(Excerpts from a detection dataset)
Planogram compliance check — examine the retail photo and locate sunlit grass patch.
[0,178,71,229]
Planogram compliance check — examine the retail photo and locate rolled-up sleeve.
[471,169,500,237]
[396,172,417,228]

= Aim of the task =
Switch "Planogram compliance check" to "Shelf layout audit" throughout the records and reproduce them with everything else unchanged.

= Exercise answer =
Shelf layout audit — examine the retail photo and locate sunlit grass patch.
[0,178,71,229]
Shelf layout audit — examine the retail photo and locate rolled-up sleeve.
[471,169,500,237]
[396,172,417,228]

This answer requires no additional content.